What you should do: Skip every picture and transcribe the remaining material exactly.

<<<<

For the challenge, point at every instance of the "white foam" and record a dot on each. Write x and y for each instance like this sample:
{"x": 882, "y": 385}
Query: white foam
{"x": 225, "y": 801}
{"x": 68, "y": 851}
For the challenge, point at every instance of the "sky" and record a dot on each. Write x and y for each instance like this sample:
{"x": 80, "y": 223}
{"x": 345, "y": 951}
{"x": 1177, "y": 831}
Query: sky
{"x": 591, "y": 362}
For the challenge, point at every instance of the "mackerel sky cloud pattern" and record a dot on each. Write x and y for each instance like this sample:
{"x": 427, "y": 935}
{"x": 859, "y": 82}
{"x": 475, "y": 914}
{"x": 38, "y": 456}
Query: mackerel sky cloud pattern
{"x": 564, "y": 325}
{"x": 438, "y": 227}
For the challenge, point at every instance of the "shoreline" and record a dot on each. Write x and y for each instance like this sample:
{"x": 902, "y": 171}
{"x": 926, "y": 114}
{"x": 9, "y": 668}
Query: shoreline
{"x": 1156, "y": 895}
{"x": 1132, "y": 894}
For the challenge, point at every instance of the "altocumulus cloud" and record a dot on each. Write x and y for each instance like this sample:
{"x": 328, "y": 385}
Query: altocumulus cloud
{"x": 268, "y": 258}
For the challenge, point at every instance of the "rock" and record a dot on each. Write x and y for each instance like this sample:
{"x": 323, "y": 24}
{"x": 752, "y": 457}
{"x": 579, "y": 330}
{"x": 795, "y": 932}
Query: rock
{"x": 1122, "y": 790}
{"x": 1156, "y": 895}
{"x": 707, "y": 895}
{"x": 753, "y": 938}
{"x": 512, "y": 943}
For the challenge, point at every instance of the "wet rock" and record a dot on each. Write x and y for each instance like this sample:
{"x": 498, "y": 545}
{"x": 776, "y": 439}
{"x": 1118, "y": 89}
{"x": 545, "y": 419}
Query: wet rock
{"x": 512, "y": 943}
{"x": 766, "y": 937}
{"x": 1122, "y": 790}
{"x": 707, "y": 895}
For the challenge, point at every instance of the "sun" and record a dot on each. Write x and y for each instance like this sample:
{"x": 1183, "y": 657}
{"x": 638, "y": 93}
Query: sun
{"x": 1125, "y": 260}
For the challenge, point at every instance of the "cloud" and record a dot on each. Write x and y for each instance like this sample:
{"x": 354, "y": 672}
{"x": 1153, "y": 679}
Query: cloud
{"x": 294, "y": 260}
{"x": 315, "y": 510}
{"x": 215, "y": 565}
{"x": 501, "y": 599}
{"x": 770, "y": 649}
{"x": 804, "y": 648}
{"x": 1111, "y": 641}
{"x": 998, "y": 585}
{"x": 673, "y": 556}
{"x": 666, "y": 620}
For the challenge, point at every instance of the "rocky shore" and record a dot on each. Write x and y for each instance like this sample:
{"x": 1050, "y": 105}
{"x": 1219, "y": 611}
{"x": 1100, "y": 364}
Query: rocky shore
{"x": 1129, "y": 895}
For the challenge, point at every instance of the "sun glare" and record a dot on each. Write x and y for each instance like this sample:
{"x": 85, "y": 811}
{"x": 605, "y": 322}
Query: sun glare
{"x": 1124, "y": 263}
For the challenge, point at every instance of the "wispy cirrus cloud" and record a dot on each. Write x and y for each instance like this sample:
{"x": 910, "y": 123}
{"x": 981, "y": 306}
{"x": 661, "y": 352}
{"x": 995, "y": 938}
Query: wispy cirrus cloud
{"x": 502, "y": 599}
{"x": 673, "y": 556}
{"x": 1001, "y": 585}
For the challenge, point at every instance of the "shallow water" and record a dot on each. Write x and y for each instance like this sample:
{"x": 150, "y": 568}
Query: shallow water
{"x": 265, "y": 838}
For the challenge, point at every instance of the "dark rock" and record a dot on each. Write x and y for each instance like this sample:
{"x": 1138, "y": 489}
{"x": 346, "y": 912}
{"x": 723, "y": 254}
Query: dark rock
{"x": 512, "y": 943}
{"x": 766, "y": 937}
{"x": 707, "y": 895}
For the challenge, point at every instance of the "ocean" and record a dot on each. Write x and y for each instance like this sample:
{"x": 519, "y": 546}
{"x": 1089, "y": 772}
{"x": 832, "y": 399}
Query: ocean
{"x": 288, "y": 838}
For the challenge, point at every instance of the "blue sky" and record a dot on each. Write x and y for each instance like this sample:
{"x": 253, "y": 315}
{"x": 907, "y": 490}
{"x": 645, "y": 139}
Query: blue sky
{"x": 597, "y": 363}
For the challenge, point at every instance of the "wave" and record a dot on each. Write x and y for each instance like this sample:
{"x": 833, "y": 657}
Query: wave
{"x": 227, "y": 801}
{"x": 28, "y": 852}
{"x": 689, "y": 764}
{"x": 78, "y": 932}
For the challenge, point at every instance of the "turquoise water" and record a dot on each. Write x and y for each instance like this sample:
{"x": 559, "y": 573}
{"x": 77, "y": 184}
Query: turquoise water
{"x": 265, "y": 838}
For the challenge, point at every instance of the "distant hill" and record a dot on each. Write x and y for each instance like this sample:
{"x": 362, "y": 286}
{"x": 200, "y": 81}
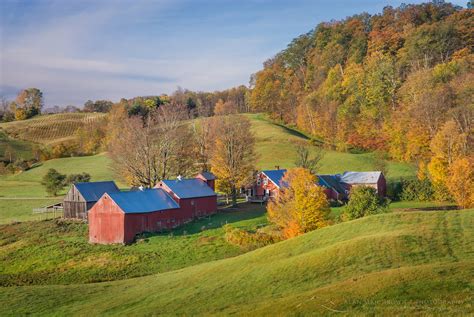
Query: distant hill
{"x": 48, "y": 129}
{"x": 389, "y": 264}
{"x": 275, "y": 146}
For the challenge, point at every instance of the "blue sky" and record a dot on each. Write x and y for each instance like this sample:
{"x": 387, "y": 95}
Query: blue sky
{"x": 74, "y": 50}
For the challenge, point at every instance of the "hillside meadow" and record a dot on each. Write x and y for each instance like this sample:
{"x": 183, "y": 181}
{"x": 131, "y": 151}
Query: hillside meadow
{"x": 49, "y": 129}
{"x": 275, "y": 146}
{"x": 390, "y": 264}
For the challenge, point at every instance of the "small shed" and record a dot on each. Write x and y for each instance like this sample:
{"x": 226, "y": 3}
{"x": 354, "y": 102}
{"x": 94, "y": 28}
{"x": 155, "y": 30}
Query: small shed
{"x": 332, "y": 187}
{"x": 194, "y": 196}
{"x": 118, "y": 217}
{"x": 82, "y": 196}
{"x": 372, "y": 179}
{"x": 268, "y": 184}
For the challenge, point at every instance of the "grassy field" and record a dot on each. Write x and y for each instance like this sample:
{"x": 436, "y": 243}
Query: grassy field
{"x": 276, "y": 145}
{"x": 49, "y": 129}
{"x": 58, "y": 252}
{"x": 14, "y": 210}
{"x": 22, "y": 149}
{"x": 417, "y": 263}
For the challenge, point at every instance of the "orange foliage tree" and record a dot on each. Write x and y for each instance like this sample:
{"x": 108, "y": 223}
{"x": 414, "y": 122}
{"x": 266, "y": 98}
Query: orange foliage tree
{"x": 301, "y": 206}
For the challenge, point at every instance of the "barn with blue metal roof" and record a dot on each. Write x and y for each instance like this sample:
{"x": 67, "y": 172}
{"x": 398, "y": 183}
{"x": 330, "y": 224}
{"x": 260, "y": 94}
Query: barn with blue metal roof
{"x": 82, "y": 196}
{"x": 118, "y": 217}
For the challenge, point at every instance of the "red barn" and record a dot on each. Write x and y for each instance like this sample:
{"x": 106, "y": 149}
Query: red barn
{"x": 194, "y": 196}
{"x": 268, "y": 184}
{"x": 209, "y": 178}
{"x": 118, "y": 217}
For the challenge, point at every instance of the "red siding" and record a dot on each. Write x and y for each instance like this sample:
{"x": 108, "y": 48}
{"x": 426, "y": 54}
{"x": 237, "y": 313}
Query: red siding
{"x": 106, "y": 222}
{"x": 270, "y": 186}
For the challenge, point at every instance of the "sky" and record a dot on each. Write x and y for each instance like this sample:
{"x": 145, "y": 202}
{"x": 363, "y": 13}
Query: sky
{"x": 76, "y": 50}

>>>>

Exercise answer:
For the challenge, point at every instance of the "white foam" and record a dot on each. Write x and y for each instance like this sample:
{"x": 882, "y": 385}
Query: white foam
{"x": 225, "y": 801}
{"x": 68, "y": 851}
For the challenge, point at every instance of the "sky" and record a dot on each. Write x and y for each instance like this sample:
{"x": 80, "y": 223}
{"x": 345, "y": 951}
{"x": 1177, "y": 831}
Query: sky
{"x": 591, "y": 362}
For the challenge, point at every instance of the "mackerel sky cloud pattern" and record a dot on each. Write x and y for each instance like this sample:
{"x": 427, "y": 935}
{"x": 859, "y": 82}
{"x": 475, "y": 914}
{"x": 38, "y": 456}
Query: mackerel sky cloud pattern
{"x": 564, "y": 325}
{"x": 438, "y": 227}
For the challenge, point at every instance of the "shoreline" and record a dot on each. Write x and y for each instance like this sample:
{"x": 902, "y": 171}
{"x": 926, "y": 114}
{"x": 9, "y": 668}
Query: shoreline
{"x": 1156, "y": 895}
{"x": 1132, "y": 894}
For the challenge, point at every instance of the "altocumulus cloud" and record a dot on each. Write x and y for each instance like this sample:
{"x": 328, "y": 385}
Query: altocumulus cloud
{"x": 268, "y": 258}
For the challenge, point at every instance of the "rock" and record a dot on each. Write x and y for each instance like this sample:
{"x": 323, "y": 24}
{"x": 752, "y": 457}
{"x": 579, "y": 330}
{"x": 795, "y": 932}
Query: rock
{"x": 1122, "y": 790}
{"x": 1156, "y": 895}
{"x": 707, "y": 895}
{"x": 753, "y": 938}
{"x": 512, "y": 943}
For the challenge, point at every instance of the "wet rock" and record a dot on each. Write x and y for each instance like this sample:
{"x": 498, "y": 545}
{"x": 776, "y": 439}
{"x": 1118, "y": 89}
{"x": 545, "y": 419}
Query: wet rock
{"x": 512, "y": 943}
{"x": 766, "y": 937}
{"x": 1122, "y": 790}
{"x": 707, "y": 895}
For the challenge, point at every instance of the "sun" and record a dot on each. Write x and y for each instance like this sample:
{"x": 1183, "y": 657}
{"x": 638, "y": 93}
Query: sun
{"x": 1125, "y": 260}
For the challenge, point at every instance of the "cloud" and record a dot on each. Write x and y for each instance like this sample:
{"x": 354, "y": 672}
{"x": 1153, "y": 679}
Query: cloud
{"x": 294, "y": 260}
{"x": 315, "y": 510}
{"x": 215, "y": 565}
{"x": 501, "y": 599}
{"x": 770, "y": 649}
{"x": 804, "y": 648}
{"x": 1111, "y": 641}
{"x": 998, "y": 585}
{"x": 673, "y": 556}
{"x": 666, "y": 620}
For the challenge, point at every instance of the "rocky shore" and record a dot on each. Write x and y for each instance like this sample:
{"x": 1050, "y": 105}
{"x": 1219, "y": 611}
{"x": 1100, "y": 364}
Query: rocky shore
{"x": 1129, "y": 895}
For the challenge, point at every instance of the "sun glare" and record a dot on each. Write x and y for each instance like this sample:
{"x": 85, "y": 811}
{"x": 605, "y": 322}
Query: sun glare
{"x": 1124, "y": 263}
For the challenge, point at every instance of the "wispy cirrus cloud" and record a dot on each. Write x and y for each instance like this sample:
{"x": 910, "y": 123}
{"x": 981, "y": 306}
{"x": 661, "y": 352}
{"x": 995, "y": 938}
Query: wispy cirrus cloud
{"x": 502, "y": 599}
{"x": 673, "y": 556}
{"x": 1001, "y": 585}
For the challenge, point at every instance of the "shallow water" and record a dot on each. Write x and y for each instance like this sample:
{"x": 150, "y": 568}
Query: shallow water
{"x": 265, "y": 838}
For the challenge, point at every instance of the "dark rock" and record a dot on each. Write x and y for each instance like this sample:
{"x": 1138, "y": 489}
{"x": 346, "y": 912}
{"x": 723, "y": 254}
Query: dark rock
{"x": 512, "y": 943}
{"x": 766, "y": 937}
{"x": 707, "y": 895}
For the challenge, point at every instance of the "ocean" and record a dot on each. Write x and y for each instance like this sample:
{"x": 519, "y": 546}
{"x": 1089, "y": 772}
{"x": 832, "y": 399}
Query: ocean
{"x": 288, "y": 838}
For the challenge, point at every instance of the "blue sky" and record a dot on each. Write x and y for each instance like this sample:
{"x": 253, "y": 315}
{"x": 907, "y": 490}
{"x": 645, "y": 139}
Query: blue sky
{"x": 597, "y": 363}
For the challenge, point at every instance of the "wave" and record a dot on each. Write x and y for each instance like this sample:
{"x": 833, "y": 657}
Query: wave
{"x": 227, "y": 801}
{"x": 28, "y": 852}
{"x": 689, "y": 764}
{"x": 78, "y": 932}
For the challenge, point at every instance of the "turquoise water" and record a dot on each. Write x and y for each instance like this sample:
{"x": 559, "y": 573}
{"x": 77, "y": 184}
Query: turquoise water
{"x": 265, "y": 838}
For the challenge, point at every instance of the "distant hill" and record a dot on each. Write x and y for each instance like this sample:
{"x": 362, "y": 286}
{"x": 200, "y": 81}
Query: distant hill
{"x": 48, "y": 129}
{"x": 389, "y": 264}
{"x": 275, "y": 146}
For the challenge, point at every instance of the "blue sky" and record a dot on each. Write x and y for each instance like this sample:
{"x": 387, "y": 95}
Query: blue sky
{"x": 74, "y": 50}
For the challenge, point at every instance of the "hillside meadow" and record a dot on each. Write x and y for each instance like this sample:
{"x": 183, "y": 181}
{"x": 131, "y": 151}
Query: hillside meadow
{"x": 49, "y": 129}
{"x": 275, "y": 146}
{"x": 390, "y": 264}
For the challenge, point at every instance of the "small shed" and record a dot on each. Write x and y for each instance like this sample:
{"x": 226, "y": 3}
{"x": 354, "y": 102}
{"x": 94, "y": 28}
{"x": 155, "y": 30}
Query: small shed
{"x": 332, "y": 187}
{"x": 194, "y": 196}
{"x": 118, "y": 217}
{"x": 82, "y": 196}
{"x": 372, "y": 179}
{"x": 268, "y": 184}
For the challenge, point at every instance of the "grassy field" and record a dot on each. Write x and y for each instance like this sample:
{"x": 436, "y": 243}
Query: grassy field
{"x": 276, "y": 145}
{"x": 49, "y": 129}
{"x": 58, "y": 252}
{"x": 14, "y": 210}
{"x": 22, "y": 149}
{"x": 417, "y": 263}
For the challenge, point at every instance of the "orange foliage tree" and record a dot on each. Write x and y for each instance like this sample:
{"x": 108, "y": 223}
{"x": 414, "y": 122}
{"x": 266, "y": 98}
Query: orange foliage tree
{"x": 301, "y": 206}
For the challenge, point at every instance of the "barn with blue metal roof" and record a dot on each. Write x and y for each instance like this sample:
{"x": 67, "y": 172}
{"x": 398, "y": 183}
{"x": 330, "y": 224}
{"x": 260, "y": 94}
Query: barn with blue metal roof
{"x": 82, "y": 196}
{"x": 118, "y": 217}
For the challenge, point at every instance of the "red barn" and record a dot on each. Write x and y for each instance like this sample:
{"x": 106, "y": 149}
Query: red barn
{"x": 194, "y": 196}
{"x": 268, "y": 184}
{"x": 209, "y": 178}
{"x": 118, "y": 217}
For the challenge, point at every instance of the "red siding" and record a dot on each. Write x and y for each instance like this sample:
{"x": 108, "y": 48}
{"x": 426, "y": 54}
{"x": 237, "y": 313}
Query: red siding
{"x": 106, "y": 222}
{"x": 270, "y": 186}
For the challenge, point at every instance of the "sky" and record a dot on each. Write x and y for each instance like this sample:
{"x": 145, "y": 202}
{"x": 363, "y": 13}
Query: sky
{"x": 76, "y": 50}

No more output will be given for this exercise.